[A run of records]
──────────────────────────────
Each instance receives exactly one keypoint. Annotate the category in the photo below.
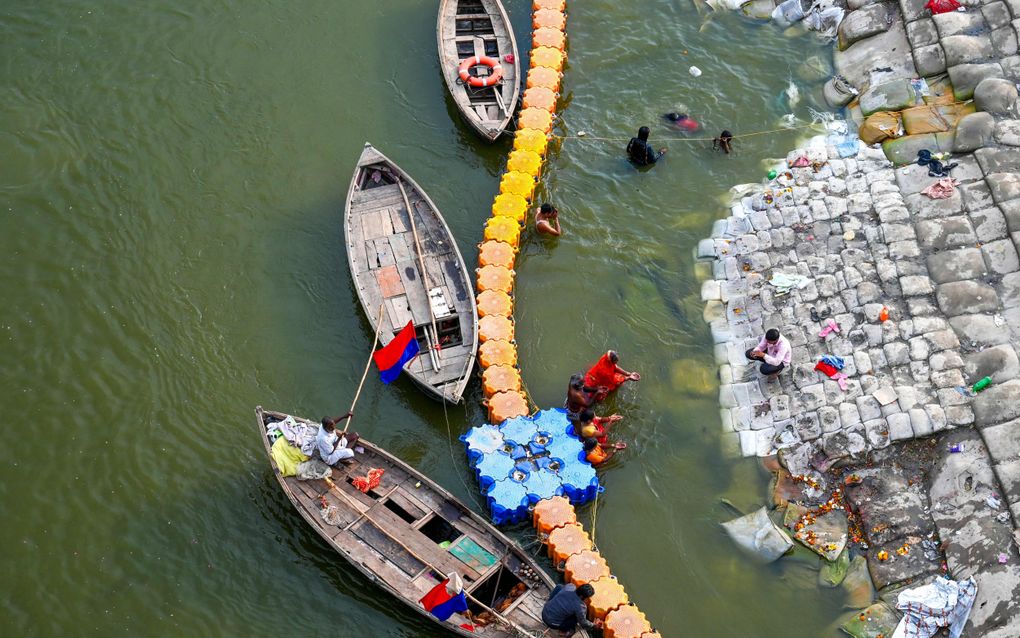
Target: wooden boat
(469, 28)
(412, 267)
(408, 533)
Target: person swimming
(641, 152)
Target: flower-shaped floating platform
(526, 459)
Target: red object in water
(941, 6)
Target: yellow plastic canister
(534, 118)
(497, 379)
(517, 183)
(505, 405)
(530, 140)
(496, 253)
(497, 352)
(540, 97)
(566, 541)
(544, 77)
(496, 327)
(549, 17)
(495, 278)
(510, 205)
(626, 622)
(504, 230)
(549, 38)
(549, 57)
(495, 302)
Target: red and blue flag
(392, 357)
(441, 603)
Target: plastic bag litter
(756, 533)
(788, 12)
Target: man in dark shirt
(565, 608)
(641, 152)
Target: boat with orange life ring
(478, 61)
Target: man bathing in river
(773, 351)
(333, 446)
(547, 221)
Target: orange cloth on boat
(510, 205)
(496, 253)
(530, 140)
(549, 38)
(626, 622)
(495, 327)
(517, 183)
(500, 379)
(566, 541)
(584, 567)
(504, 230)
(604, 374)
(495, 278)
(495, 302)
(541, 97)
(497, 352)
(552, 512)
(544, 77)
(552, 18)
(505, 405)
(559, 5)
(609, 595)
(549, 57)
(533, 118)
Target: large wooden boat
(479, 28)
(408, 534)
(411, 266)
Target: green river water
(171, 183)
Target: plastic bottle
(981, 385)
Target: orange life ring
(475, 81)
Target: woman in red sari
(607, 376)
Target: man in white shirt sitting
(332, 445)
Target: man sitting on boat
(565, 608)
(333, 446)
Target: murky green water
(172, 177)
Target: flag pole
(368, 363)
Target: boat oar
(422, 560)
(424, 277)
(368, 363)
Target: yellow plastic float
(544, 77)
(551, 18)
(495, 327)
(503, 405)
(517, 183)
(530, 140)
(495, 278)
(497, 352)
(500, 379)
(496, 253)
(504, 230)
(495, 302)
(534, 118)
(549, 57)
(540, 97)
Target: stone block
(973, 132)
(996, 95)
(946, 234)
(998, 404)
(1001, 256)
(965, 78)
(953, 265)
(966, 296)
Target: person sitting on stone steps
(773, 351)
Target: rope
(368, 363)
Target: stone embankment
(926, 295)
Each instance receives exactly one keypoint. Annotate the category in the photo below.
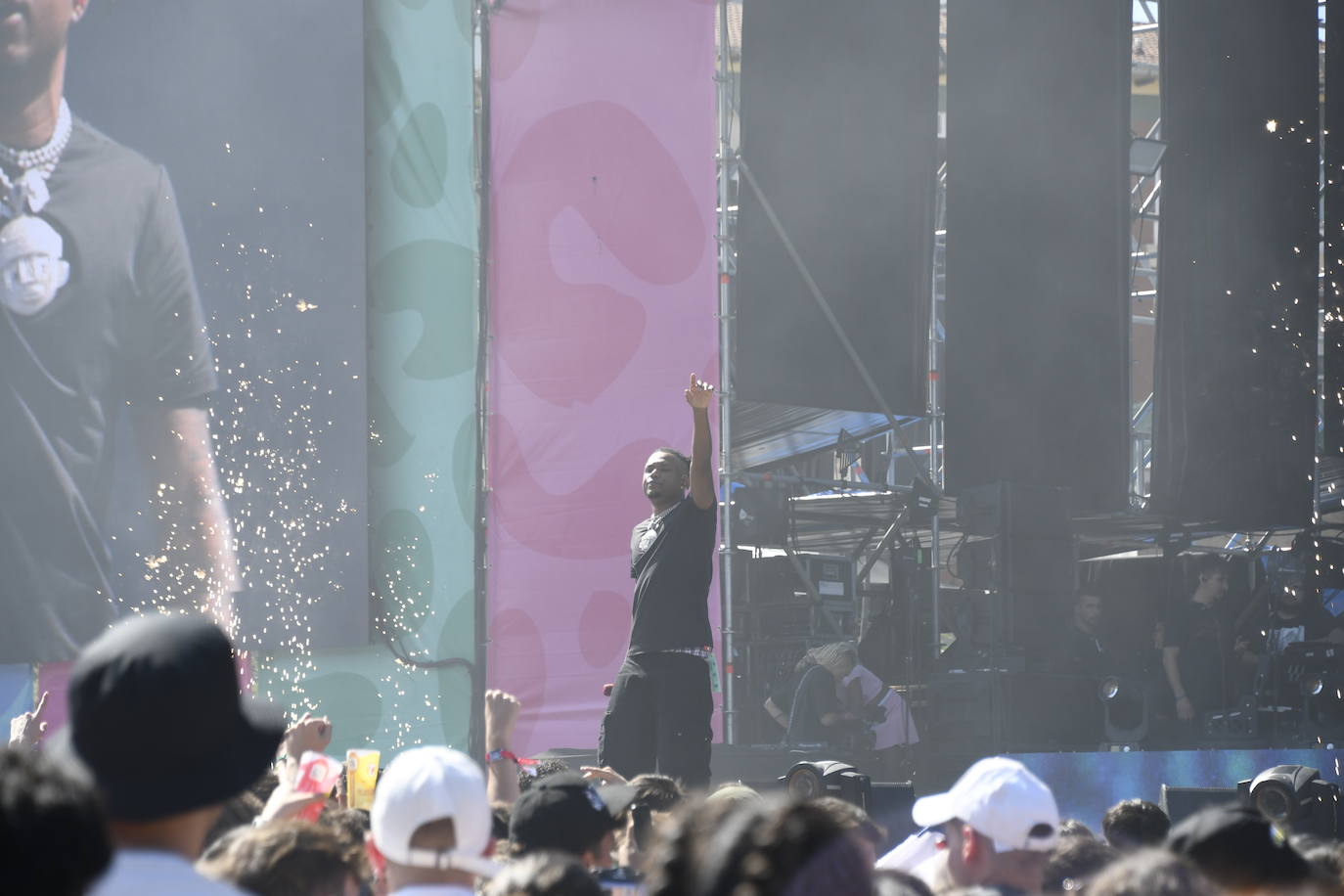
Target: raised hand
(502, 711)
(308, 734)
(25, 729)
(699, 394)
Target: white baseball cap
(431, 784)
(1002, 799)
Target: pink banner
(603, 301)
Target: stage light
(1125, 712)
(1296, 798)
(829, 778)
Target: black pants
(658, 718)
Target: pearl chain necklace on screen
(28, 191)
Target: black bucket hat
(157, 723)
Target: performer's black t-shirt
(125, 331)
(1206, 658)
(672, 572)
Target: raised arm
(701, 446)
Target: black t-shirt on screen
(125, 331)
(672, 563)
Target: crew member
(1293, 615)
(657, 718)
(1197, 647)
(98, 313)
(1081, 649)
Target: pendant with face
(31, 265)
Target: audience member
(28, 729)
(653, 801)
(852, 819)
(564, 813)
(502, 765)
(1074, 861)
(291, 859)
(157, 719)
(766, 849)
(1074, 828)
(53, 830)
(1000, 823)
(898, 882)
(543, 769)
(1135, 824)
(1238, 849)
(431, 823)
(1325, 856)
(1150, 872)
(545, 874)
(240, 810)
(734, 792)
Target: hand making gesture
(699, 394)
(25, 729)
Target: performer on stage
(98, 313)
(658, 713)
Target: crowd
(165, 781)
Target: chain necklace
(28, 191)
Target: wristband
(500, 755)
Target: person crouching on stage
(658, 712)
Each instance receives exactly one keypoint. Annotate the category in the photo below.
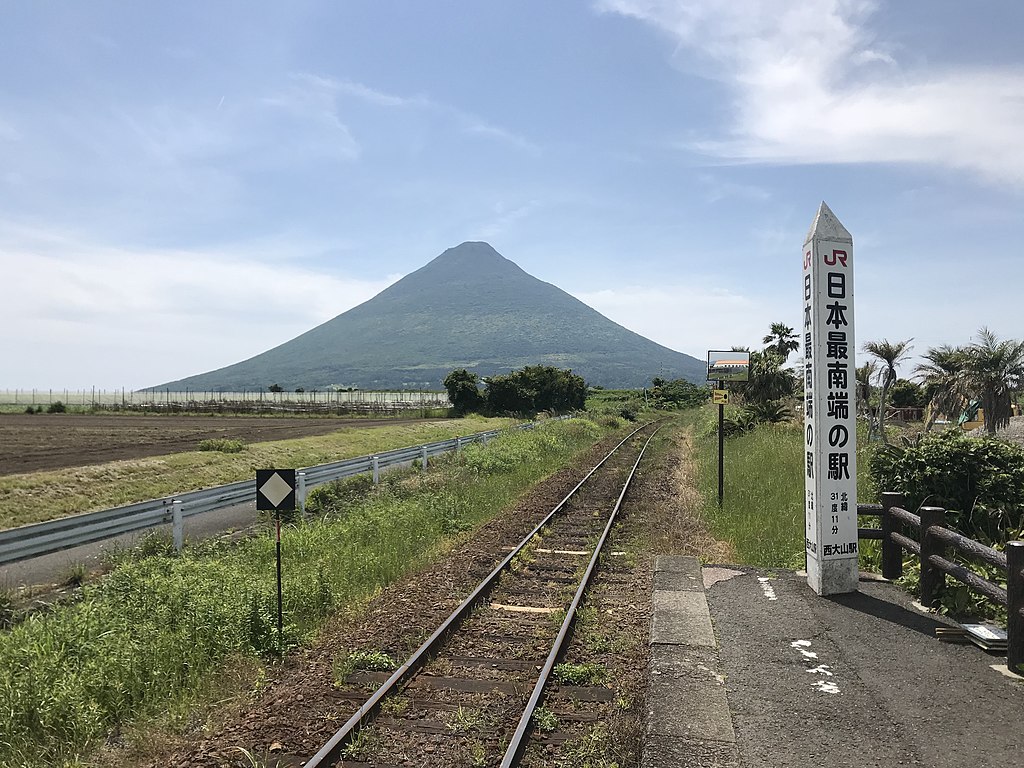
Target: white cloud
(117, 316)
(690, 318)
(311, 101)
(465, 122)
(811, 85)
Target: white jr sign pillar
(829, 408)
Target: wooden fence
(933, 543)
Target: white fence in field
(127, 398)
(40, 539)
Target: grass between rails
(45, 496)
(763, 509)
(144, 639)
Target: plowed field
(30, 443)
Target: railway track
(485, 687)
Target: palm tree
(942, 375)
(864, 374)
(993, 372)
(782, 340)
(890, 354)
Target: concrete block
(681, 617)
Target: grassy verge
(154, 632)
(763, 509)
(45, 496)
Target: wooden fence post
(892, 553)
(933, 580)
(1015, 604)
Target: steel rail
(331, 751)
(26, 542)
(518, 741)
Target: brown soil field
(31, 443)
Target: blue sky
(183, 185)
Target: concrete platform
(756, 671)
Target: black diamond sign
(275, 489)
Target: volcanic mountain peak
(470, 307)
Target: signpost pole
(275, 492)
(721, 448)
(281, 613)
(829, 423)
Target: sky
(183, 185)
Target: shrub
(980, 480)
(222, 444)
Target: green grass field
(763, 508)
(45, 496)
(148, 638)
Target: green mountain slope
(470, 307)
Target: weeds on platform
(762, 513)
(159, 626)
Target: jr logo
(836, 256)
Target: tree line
──────────────────────────────
### SHORT EXERCISE:
Leave out the pictures and return every record word for word.

### RESPONSE:
Each instance receives exactly one keypoint. Annotate the category in the photo below.
Target: wooden boat
(469, 28)
(412, 267)
(408, 533)
Target: person swimming
(641, 152)
Target: flower-shaped floating platform
(526, 459)
Target: red object in water
(941, 6)
Target: yellow plastic canister
(534, 118)
(497, 379)
(517, 183)
(505, 405)
(530, 140)
(496, 253)
(497, 352)
(540, 97)
(566, 541)
(544, 77)
(496, 327)
(549, 17)
(495, 278)
(510, 205)
(626, 622)
(504, 230)
(549, 38)
(549, 57)
(495, 302)
Target: red and blue flag
(392, 357)
(441, 603)
Target: plastic bag litter
(756, 533)
(788, 12)
Target: man in dark shirt
(565, 608)
(641, 152)
Target: boat with orange life ring
(478, 61)
Target: man bathing in river
(773, 351)
(333, 446)
(547, 221)
Target: orange cloth on boat
(510, 205)
(496, 253)
(530, 140)
(549, 38)
(626, 622)
(495, 327)
(517, 183)
(500, 379)
(566, 541)
(584, 567)
(504, 230)
(604, 374)
(495, 278)
(495, 302)
(541, 97)
(497, 352)
(552, 512)
(544, 77)
(552, 18)
(505, 405)
(559, 5)
(609, 595)
(549, 57)
(533, 118)
Target: large wooden boat
(479, 28)
(408, 534)
(411, 266)
Target: green river water
(171, 183)
Target: plastic bottle
(981, 385)
Target: orange life ring
(475, 81)
Target: woman in red sari
(607, 376)
Target: man in white shirt sitting
(332, 445)
Target: man sitting on boat
(565, 608)
(333, 446)
Target: murky green water
(172, 177)
Target: flag pole
(368, 363)
Target: boat oar
(422, 560)
(424, 277)
(368, 363)
Target: yellow plastic float
(544, 77)
(551, 18)
(495, 327)
(503, 405)
(517, 183)
(530, 140)
(495, 278)
(497, 352)
(500, 379)
(496, 253)
(504, 230)
(495, 302)
(534, 118)
(549, 57)
(540, 97)
Target: stone block
(973, 132)
(996, 95)
(946, 234)
(998, 404)
(1001, 256)
(965, 78)
(953, 265)
(966, 296)
Target: person sitting on stone steps
(773, 351)
Target: rope
(368, 363)
Target: stone embankment
(926, 295)
Each instance receives exactly one keypoint. Annotate the category in the photo below.
Target: raised hand
(502, 711)
(308, 734)
(25, 729)
(699, 394)
Target: white baseball cap
(431, 784)
(1002, 799)
Target: pink banner
(603, 301)
Target: stage light
(1125, 712)
(1296, 798)
(829, 778)
Target: black pants
(658, 718)
Target: pearl chain necklace on screen
(28, 191)
Target: black bucket hat
(157, 723)
Target: performer's black t-shirt
(125, 331)
(1206, 658)
(672, 572)
Target: raised arm
(701, 446)
Target: black t-shirt on screen
(125, 331)
(672, 563)
Target: crew member
(1293, 615)
(657, 718)
(1197, 647)
(98, 313)
(1081, 649)
Target: pendant with face
(31, 265)
Target: audience member
(28, 729)
(653, 801)
(852, 819)
(564, 813)
(502, 765)
(1074, 861)
(291, 859)
(157, 719)
(766, 849)
(1074, 828)
(53, 830)
(1000, 823)
(898, 882)
(543, 769)
(1135, 824)
(1238, 849)
(431, 823)
(1325, 856)
(1150, 872)
(545, 874)
(240, 810)
(734, 792)
Target: hand making gesture
(699, 394)
(25, 729)
Target: performer on stage
(98, 313)
(658, 713)
Target: crowd
(165, 781)
Target: chain necklace
(28, 191)
Target: wristband
(500, 755)
Target: person crouching on stage
(658, 712)
Each instance receives exactly one keypoint. Annotate the category in the photo below.
Target: white cloud
(117, 316)
(690, 318)
(311, 101)
(465, 122)
(811, 85)
Target: white jr sign pillar
(829, 408)
Target: wooden fence
(933, 543)
Target: white fence in field
(127, 398)
(40, 539)
Target: grass between rails
(45, 496)
(763, 509)
(144, 639)
Target: plowed field
(30, 443)
Target: railway track
(485, 687)
Target: palm tree
(942, 375)
(864, 374)
(993, 372)
(782, 340)
(890, 354)
Target: concrete block
(681, 617)
Target: grassy verge
(154, 632)
(763, 509)
(45, 496)
Target: wooden fence post
(892, 553)
(933, 580)
(1015, 604)
Target: steel rail
(331, 751)
(26, 542)
(518, 741)
Target: brown soil field
(31, 443)
Target: blue sky
(183, 185)
Target: concrete platform
(756, 671)
Target: black diamond sign
(275, 489)
Target: volcanic mountain peak
(470, 307)
Target: signpost pole
(275, 492)
(721, 448)
(281, 613)
(829, 423)
Target: sky
(183, 185)
Target: shrub
(980, 480)
(222, 444)
Target: green grass field
(763, 508)
(45, 496)
(148, 638)
Target: green mountain slope
(470, 307)
Target: weeds on platform
(762, 513)
(159, 626)
Target: jr logo
(836, 256)
Target: tree line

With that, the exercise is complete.